**TASK STATEMENT:** Retype the stretch of the entries from their start through the line containing "Return them as", copying every character unchanged.

**RECORDS FOR PROCESSING:**
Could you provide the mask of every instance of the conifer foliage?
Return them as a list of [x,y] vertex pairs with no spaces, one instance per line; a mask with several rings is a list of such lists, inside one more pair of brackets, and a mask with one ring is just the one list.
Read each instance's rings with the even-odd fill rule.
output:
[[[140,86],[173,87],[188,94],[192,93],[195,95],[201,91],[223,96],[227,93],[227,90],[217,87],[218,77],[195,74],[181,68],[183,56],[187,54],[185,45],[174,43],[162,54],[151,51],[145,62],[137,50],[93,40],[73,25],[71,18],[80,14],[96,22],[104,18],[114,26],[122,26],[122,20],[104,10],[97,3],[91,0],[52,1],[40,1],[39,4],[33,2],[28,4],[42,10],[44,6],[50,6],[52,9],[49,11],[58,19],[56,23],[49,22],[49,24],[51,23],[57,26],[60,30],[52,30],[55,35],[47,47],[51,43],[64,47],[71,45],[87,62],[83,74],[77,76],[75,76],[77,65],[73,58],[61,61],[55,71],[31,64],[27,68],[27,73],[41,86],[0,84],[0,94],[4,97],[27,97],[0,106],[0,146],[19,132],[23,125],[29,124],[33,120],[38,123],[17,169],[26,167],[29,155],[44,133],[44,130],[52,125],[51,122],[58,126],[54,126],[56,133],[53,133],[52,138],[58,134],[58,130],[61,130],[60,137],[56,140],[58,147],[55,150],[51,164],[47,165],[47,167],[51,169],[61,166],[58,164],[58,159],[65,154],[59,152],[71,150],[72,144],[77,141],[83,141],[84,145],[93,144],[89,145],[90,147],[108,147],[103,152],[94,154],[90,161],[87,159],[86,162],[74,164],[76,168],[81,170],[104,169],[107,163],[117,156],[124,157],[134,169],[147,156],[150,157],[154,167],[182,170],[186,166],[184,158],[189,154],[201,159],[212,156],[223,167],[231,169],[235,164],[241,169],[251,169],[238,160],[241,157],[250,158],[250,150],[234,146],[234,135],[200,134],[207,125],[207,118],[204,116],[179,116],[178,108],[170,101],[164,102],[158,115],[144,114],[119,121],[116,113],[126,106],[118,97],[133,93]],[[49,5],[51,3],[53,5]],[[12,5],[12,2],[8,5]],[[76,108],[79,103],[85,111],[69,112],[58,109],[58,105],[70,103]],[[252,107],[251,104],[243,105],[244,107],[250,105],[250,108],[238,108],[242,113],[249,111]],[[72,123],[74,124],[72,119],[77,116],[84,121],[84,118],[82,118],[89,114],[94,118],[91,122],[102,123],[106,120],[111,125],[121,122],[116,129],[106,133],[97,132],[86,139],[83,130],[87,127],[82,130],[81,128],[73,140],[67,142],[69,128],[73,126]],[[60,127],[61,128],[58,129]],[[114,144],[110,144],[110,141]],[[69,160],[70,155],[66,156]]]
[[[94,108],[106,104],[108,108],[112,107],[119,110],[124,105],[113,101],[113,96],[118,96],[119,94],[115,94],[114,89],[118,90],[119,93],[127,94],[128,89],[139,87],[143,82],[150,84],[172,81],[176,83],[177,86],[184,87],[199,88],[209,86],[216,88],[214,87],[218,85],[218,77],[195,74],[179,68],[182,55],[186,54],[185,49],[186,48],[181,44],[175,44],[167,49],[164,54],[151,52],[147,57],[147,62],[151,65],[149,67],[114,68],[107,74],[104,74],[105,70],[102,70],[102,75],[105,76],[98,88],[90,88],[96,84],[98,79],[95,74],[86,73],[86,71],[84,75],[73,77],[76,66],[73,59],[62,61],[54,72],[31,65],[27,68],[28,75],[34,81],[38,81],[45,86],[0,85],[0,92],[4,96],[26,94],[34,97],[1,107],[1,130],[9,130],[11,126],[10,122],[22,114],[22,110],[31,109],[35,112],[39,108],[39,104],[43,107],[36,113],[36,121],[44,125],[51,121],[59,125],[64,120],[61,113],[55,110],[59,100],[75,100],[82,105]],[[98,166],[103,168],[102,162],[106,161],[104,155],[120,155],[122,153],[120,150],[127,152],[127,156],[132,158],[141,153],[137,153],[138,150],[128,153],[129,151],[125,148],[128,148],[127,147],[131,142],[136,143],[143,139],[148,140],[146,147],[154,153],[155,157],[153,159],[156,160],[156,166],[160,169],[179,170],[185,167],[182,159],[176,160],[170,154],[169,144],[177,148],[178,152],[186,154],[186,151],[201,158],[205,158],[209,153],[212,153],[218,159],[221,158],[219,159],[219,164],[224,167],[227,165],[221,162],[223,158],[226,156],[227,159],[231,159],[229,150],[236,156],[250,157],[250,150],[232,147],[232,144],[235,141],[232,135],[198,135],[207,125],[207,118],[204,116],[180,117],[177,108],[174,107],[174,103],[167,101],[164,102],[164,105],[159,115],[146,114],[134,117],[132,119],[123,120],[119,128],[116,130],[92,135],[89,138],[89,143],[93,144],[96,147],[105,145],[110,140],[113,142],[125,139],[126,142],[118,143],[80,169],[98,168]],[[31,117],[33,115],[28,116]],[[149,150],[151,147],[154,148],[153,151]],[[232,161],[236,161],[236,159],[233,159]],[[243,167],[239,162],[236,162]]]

**RESULT OF THE TASK:**
Could you provide the mask of every instance of the conifer foliage?
Return them as a list of [x,y] vertex pairs with no spaces, one instance per line; a mask with several rings is a list of such lists, inside one more pair of brackets, and a mask with one ring is just the one list.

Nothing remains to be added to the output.